Word for word, reproduce each of the entries.

▶ _Material for this task_
= Beginning of Section =

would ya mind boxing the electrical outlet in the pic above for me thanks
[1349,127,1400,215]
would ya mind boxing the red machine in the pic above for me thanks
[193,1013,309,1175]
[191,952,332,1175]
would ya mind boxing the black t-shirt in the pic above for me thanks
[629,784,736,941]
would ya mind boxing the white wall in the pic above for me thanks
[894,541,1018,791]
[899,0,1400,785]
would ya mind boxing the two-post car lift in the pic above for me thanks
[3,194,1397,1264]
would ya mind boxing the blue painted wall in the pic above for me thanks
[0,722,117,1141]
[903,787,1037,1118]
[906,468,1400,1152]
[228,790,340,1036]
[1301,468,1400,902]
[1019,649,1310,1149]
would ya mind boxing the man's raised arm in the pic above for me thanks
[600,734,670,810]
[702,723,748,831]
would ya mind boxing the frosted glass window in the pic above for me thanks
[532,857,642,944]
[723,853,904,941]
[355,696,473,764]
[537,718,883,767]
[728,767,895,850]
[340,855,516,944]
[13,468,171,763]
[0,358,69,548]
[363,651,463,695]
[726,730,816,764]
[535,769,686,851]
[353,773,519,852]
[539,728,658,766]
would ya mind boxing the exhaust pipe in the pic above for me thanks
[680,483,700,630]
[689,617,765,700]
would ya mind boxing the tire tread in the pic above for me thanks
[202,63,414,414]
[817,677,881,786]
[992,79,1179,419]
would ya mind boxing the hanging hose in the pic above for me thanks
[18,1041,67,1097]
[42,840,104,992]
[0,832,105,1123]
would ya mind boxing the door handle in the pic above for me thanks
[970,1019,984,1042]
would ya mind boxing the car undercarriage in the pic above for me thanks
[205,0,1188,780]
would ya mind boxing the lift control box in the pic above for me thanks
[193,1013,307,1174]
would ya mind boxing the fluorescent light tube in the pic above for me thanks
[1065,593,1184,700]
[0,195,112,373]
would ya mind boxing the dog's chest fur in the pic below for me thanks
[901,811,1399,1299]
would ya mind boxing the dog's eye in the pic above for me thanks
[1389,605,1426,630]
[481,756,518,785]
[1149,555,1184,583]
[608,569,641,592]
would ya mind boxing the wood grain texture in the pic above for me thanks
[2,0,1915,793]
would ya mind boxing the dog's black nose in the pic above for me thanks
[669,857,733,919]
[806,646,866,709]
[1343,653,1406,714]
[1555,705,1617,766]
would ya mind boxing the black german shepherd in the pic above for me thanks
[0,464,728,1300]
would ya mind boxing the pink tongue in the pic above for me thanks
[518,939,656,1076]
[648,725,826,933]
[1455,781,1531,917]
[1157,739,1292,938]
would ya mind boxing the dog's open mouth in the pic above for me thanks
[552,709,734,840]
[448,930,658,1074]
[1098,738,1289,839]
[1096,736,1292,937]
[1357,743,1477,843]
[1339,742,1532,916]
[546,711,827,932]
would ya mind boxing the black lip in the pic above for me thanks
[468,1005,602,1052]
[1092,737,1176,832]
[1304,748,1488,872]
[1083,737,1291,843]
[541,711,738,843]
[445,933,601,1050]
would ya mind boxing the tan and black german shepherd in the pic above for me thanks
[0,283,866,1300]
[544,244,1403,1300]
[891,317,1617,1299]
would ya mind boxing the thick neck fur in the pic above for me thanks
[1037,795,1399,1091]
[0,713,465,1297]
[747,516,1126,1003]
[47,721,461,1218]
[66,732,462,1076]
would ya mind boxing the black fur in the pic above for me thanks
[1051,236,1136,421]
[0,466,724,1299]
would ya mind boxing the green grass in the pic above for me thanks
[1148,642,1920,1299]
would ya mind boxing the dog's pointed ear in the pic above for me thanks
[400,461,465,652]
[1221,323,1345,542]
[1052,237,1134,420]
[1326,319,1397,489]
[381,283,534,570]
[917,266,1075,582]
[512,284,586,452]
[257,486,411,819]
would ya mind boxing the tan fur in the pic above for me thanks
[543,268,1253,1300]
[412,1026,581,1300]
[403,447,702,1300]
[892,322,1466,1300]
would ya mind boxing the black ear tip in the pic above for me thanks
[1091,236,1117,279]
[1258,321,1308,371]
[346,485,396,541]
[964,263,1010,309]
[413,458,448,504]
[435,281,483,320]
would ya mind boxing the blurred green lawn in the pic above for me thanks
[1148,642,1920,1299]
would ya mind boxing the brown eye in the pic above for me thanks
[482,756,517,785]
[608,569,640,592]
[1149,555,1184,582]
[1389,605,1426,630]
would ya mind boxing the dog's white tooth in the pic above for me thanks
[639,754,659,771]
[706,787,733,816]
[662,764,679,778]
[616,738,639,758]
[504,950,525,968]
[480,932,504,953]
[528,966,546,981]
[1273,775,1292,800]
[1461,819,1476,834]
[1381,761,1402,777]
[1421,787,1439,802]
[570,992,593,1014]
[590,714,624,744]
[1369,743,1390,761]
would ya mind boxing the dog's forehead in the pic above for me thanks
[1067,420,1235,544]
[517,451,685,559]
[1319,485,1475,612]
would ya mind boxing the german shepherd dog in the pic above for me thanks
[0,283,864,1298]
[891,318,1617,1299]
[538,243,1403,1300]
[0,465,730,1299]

= End of Section =

▶ _Output of the task_
would ya mind boxing the electrical outlet in the pic above for me thanks
[1349,127,1400,215]
would ya mind boxing the red machine in the pic above for me thanks
[193,1013,309,1175]
[191,952,332,1175]
would ya mind boxing the black t-shirt in the pic above for me thanks
[629,784,736,941]
would ya mind boxing the white wall in the pic above for me thanks
[894,541,1018,791]
[899,0,1400,785]
would ya mind boxing the two-post car lift in the pic above for me thanks
[3,194,1397,1264]
would ya mind boxing the blue painted wall in the pic above for me thanks
[0,722,117,1141]
[903,787,1037,1118]
[906,468,1400,1152]
[228,790,340,1036]
[1301,468,1400,902]
[1019,649,1310,1149]
would ya mind boxing the man's raised arm in the pic above for me thanks
[600,734,670,810]
[702,723,748,831]
would ya mind boxing the frosted glass window in the pic above for me thanks
[532,857,642,944]
[723,853,904,941]
[355,696,473,764]
[537,718,883,767]
[728,767,895,850]
[340,855,516,944]
[13,468,171,763]
[0,358,69,548]
[363,651,463,695]
[726,730,816,764]
[535,769,686,851]
[353,773,519,852]
[539,728,658,766]
would ya mind boxing the exhaust pipe in the pic above for me thanks
[680,483,700,630]
[689,617,765,700]
would ya mind boxing the tire tread in the pic above for me thanks
[202,63,414,414]
[817,677,881,786]
[992,79,1179,419]
would ya mind boxing the hanging hose in the pic above for me thanks
[18,1041,67,1097]
[42,840,104,992]
[0,832,105,1123]
would ya mind boxing the door handle in the pic above for me thanks
[970,1019,984,1042]
would ya mind boxing the car undercarriage in the pic above for me thanks
[205,0,1188,780]
would ya mind boxing the lift control box in the pic above for me thanks
[193,1013,307,1174]
would ya mind boxing the fluorescent light tube in the pic above for me thanks
[1065,593,1184,700]
[0,195,112,373]
would ya mind boxing the dog's chest fur in the pic below for me thanks
[901,811,1399,1299]
would ya mind boxing the dog's eye in the pic above for me thanks
[1389,605,1426,630]
[481,756,518,785]
[1149,555,1184,583]
[608,569,641,592]
would ya mind boxing the wood grain texture in the pic above for me thanks
[2,0,1915,793]
would ya mind boxing the dog's black nose in the pic above for me thanks
[669,857,733,919]
[806,646,866,709]
[1343,653,1406,714]
[1555,705,1617,766]
would ya mind boxing the black german shepherd in the pic above for me thanks
[0,464,728,1300]
would ya mind boxing the pink tongue in the pic above for me thanks
[518,939,656,1076]
[648,725,826,933]
[1455,781,1531,917]
[1157,739,1292,938]
would ya mind boxing the dog's open mouth in the pic above for me thanks
[552,709,734,840]
[448,930,658,1074]
[1098,738,1289,839]
[1096,736,1292,937]
[1357,743,1477,843]
[1339,742,1532,916]
[546,711,827,932]
would ya mind boxing the black lip in the pic above for me thanks
[468,1005,602,1052]
[1092,737,1176,832]
[1304,748,1488,872]
[1083,737,1291,843]
[541,711,738,843]
[445,933,601,1050]
would ya mind boxing the tan and black german shepherd in the pic above for me thanks
[0,283,866,1300]
[544,244,1403,1300]
[891,317,1617,1299]
would ya mind boxing the thick neck fur in the pic above for me thanks
[1037,795,1399,1091]
[0,713,465,1297]
[747,516,1126,1003]
[47,721,461,1218]
[66,732,462,1076]
would ya mind boxing the black fur in the pic above for me thanks
[1051,236,1136,421]
[0,466,724,1299]
would ya mind boxing the green grass in the pic above for me thanks
[1148,642,1920,1299]
would ya mind boxing the dog's pointed ear in the pic above for me thanks
[400,461,465,652]
[1221,323,1345,542]
[1052,237,1134,420]
[1326,319,1397,489]
[381,283,534,570]
[917,266,1075,582]
[512,284,586,452]
[257,486,411,819]
would ya mind boxing the tan fur in the pic above for me thanks
[543,268,1253,1300]
[412,1026,581,1300]
[403,447,702,1300]
[892,322,1466,1300]
would ya mind boxing the black ear tip in the pic above for me thanks
[1091,236,1117,279]
[1258,321,1308,371]
[346,485,396,541]
[964,263,1010,309]
[413,458,448,504]
[435,281,483,320]
would ya mind boxing the blurred green lawn in the pic above for me thanks
[1148,642,1920,1299]
would ya mind boxing the brown eye in the pic above for me thanks
[482,756,517,785]
[608,569,640,592]
[1149,555,1184,582]
[1389,605,1426,630]
would ya mind boxing the dog's white tooth in the pic above for me thanks
[639,754,659,771]
[706,787,733,816]
[662,764,679,778]
[616,738,639,758]
[504,950,525,968]
[480,932,504,953]
[528,966,546,981]
[1273,775,1292,800]
[1461,819,1476,834]
[1381,761,1402,777]
[1421,787,1439,802]
[570,992,593,1014]
[590,714,624,744]
[1369,743,1390,761]
would ya mind boxing the dog's forehead in the pic above for me thanks
[1067,420,1235,544]
[517,451,685,559]
[1319,485,1475,612]
would ya mind boxing the german shepherd dog in the pic above for me thanks
[0,283,864,1298]
[891,318,1617,1299]
[538,243,1403,1300]
[0,465,730,1299]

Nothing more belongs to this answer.